_YOUR ASSIGNMENT:_
Look for the word "below" in the entries and copy each line where it appears.

_INPUT RECORDS:_
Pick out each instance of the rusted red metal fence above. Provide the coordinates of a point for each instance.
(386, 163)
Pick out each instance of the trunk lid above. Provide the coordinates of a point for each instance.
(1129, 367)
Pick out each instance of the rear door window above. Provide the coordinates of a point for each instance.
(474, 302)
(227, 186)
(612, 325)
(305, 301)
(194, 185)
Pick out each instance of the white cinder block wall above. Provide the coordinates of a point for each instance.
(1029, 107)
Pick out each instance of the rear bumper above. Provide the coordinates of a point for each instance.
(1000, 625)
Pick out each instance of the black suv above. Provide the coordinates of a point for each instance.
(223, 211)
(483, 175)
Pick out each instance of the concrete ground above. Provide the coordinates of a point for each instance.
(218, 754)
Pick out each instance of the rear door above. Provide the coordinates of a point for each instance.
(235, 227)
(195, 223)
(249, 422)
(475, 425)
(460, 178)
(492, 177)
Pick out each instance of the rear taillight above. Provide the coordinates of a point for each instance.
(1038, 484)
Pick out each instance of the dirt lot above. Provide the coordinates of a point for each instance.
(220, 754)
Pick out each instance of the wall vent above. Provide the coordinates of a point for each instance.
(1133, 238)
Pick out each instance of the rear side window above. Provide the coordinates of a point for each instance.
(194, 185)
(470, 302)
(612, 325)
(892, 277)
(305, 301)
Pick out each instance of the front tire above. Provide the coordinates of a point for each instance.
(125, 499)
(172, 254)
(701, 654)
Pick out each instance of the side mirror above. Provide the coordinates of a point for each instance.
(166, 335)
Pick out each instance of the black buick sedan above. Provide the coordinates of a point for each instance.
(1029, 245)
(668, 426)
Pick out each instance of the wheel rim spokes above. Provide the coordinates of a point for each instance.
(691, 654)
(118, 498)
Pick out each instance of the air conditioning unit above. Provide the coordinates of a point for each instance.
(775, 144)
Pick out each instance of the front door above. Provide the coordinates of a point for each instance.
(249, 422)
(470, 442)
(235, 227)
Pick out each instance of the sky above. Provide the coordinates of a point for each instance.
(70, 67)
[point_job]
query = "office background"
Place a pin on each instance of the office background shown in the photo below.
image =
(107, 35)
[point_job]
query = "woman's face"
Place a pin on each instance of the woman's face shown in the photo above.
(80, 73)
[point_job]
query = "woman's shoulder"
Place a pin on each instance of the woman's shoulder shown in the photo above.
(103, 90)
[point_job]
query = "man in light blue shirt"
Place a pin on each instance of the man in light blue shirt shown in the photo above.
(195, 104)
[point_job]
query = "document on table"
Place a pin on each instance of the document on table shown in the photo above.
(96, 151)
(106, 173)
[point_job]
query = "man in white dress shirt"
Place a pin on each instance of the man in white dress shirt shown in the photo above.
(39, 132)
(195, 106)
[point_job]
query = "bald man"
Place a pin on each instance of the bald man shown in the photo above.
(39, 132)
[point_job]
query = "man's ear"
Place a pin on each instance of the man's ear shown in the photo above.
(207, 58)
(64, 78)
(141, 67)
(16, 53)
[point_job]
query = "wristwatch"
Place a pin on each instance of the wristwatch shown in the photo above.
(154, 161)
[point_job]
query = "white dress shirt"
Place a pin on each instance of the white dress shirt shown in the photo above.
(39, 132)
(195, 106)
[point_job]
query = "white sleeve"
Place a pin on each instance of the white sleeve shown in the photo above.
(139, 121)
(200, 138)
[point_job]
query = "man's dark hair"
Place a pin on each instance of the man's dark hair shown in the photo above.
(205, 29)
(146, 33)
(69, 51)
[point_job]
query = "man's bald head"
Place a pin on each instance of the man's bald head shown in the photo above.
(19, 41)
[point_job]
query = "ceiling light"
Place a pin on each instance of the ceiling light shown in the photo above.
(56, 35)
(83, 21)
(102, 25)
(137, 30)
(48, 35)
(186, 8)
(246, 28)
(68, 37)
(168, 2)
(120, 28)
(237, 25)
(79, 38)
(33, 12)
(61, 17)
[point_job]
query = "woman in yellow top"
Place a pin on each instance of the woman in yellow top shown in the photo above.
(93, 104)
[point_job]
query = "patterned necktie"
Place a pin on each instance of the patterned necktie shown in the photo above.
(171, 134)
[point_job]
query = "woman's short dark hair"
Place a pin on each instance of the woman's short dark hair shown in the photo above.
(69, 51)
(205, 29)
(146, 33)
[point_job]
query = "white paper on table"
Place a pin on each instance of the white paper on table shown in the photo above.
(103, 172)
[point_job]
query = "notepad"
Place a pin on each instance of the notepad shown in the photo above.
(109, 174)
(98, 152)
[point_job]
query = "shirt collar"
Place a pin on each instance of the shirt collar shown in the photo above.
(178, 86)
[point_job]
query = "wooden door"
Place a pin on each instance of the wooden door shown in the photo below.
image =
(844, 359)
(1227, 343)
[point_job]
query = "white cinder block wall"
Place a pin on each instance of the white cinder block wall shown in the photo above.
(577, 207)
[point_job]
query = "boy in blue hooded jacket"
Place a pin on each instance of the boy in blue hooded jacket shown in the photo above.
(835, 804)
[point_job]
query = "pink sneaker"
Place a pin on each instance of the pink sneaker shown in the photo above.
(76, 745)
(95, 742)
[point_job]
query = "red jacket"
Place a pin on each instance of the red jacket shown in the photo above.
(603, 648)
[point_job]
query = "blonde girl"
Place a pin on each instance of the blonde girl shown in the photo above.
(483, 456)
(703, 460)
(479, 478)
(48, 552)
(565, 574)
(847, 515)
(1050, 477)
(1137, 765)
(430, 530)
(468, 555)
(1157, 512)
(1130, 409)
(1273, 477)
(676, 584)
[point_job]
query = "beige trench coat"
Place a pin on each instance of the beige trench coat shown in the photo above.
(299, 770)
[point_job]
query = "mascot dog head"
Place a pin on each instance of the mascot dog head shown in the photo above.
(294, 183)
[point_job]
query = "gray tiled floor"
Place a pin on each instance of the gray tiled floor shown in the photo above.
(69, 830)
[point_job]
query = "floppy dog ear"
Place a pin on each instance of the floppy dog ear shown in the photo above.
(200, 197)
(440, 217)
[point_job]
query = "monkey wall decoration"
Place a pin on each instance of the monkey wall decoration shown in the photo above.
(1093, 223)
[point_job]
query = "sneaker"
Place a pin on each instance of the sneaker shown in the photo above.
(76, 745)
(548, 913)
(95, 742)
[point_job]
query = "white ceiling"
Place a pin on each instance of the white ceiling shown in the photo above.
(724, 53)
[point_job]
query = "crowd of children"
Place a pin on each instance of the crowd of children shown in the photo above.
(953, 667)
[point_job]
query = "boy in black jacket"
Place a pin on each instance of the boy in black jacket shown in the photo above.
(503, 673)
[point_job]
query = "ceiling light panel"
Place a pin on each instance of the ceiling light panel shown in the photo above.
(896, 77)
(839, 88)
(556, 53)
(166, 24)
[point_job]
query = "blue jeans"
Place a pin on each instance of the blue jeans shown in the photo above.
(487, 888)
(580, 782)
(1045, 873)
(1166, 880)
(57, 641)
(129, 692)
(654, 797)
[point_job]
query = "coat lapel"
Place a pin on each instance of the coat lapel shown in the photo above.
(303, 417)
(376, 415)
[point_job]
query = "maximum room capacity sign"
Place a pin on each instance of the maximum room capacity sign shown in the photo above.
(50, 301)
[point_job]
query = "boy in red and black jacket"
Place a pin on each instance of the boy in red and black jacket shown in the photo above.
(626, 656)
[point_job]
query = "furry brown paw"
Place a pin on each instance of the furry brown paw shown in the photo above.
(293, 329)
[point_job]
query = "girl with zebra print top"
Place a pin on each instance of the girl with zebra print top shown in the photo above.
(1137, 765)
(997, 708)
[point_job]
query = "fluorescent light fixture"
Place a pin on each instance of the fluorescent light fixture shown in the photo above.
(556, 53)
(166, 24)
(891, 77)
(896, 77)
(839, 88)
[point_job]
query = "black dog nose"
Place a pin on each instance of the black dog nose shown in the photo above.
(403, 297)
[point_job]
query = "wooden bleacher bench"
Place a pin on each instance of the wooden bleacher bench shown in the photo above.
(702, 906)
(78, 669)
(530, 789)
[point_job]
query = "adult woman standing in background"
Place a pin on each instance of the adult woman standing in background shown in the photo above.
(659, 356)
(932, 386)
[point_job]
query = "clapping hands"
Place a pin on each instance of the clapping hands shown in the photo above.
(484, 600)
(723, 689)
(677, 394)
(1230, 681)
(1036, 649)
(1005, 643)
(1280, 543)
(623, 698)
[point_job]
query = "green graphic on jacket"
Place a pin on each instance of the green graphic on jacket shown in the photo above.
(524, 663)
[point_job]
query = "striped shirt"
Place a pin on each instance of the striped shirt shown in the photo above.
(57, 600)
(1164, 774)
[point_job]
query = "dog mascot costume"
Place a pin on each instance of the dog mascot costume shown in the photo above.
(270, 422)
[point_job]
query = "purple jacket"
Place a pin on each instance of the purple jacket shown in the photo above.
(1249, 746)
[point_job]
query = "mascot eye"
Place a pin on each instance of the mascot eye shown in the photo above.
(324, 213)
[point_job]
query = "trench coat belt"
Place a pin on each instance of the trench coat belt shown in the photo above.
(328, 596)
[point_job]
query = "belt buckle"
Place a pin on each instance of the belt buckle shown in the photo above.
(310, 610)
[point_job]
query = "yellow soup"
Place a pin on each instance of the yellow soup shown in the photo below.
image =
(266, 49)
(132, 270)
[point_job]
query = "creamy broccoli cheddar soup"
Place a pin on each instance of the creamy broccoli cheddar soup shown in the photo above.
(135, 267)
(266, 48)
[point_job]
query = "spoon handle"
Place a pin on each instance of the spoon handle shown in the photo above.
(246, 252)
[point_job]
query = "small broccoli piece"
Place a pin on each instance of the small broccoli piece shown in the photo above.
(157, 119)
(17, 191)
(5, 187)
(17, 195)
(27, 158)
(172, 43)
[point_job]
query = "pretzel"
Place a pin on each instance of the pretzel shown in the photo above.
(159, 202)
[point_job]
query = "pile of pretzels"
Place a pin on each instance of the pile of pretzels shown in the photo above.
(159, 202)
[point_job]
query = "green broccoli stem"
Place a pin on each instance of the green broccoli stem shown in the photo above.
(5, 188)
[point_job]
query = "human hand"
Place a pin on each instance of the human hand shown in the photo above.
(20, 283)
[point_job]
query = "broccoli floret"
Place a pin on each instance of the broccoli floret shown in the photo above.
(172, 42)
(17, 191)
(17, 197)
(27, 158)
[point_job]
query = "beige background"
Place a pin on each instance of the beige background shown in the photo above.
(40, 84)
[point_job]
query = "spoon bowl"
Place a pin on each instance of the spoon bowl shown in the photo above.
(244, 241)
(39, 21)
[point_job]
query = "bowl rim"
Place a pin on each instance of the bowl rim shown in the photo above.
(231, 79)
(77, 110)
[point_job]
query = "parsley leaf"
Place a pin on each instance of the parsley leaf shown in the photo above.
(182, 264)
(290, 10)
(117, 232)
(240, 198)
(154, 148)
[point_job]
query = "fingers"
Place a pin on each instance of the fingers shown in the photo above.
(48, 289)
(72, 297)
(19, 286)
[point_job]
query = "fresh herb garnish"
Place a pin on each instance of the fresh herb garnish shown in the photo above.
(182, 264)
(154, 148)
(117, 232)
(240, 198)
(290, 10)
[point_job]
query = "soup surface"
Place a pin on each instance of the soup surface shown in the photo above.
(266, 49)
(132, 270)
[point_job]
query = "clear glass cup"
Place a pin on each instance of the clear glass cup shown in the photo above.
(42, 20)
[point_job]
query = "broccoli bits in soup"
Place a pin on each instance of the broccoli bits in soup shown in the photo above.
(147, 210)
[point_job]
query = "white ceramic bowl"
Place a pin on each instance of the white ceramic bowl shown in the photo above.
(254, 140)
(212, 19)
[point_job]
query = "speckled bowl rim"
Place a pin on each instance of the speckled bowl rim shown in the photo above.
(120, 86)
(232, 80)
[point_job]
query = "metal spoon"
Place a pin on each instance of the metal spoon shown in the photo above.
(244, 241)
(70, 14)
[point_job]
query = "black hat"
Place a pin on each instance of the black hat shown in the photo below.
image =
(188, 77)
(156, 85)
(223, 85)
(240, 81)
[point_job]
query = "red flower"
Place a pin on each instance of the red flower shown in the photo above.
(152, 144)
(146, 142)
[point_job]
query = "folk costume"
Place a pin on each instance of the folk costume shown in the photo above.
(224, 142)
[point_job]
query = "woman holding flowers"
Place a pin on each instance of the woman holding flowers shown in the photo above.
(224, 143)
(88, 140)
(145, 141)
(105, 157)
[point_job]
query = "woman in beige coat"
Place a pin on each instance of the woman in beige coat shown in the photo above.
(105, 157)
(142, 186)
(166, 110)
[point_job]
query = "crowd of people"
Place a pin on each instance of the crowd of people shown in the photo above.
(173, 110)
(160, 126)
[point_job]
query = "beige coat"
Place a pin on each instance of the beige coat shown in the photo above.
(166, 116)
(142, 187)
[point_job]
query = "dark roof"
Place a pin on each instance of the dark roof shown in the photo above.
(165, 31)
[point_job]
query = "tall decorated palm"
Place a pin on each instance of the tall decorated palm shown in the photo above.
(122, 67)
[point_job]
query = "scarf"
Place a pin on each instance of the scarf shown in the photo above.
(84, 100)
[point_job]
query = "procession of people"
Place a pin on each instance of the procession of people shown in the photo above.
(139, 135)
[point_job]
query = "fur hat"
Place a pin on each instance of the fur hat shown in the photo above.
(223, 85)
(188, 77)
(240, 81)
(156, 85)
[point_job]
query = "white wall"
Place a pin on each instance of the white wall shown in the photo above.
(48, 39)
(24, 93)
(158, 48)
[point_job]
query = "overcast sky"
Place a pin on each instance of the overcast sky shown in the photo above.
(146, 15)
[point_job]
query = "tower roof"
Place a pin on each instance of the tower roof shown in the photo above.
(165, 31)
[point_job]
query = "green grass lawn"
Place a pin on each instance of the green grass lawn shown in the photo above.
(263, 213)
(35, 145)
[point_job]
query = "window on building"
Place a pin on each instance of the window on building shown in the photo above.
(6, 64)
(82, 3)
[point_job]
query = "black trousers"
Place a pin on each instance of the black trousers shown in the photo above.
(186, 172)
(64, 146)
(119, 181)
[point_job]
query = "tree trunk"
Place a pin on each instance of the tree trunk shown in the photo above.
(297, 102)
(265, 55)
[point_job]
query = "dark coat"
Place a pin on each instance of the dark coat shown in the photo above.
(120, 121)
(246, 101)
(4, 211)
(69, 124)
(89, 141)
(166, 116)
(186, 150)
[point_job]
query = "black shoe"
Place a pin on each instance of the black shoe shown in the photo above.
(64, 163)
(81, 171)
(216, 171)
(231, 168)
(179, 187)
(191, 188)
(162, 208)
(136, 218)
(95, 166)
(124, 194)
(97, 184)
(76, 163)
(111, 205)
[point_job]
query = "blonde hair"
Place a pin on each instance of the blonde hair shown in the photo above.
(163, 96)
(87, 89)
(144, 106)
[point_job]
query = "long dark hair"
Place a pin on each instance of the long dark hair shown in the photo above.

_FINAL ANSWER:_
Place a pin on each instance of the office background shown in the photo below.
Place a pin on each instance of the wooden door shown in the photo below.
Place a pin on each instance of the yellow soup shown in the photo below.
Place a pin on each instance of the black hat shown in the photo below.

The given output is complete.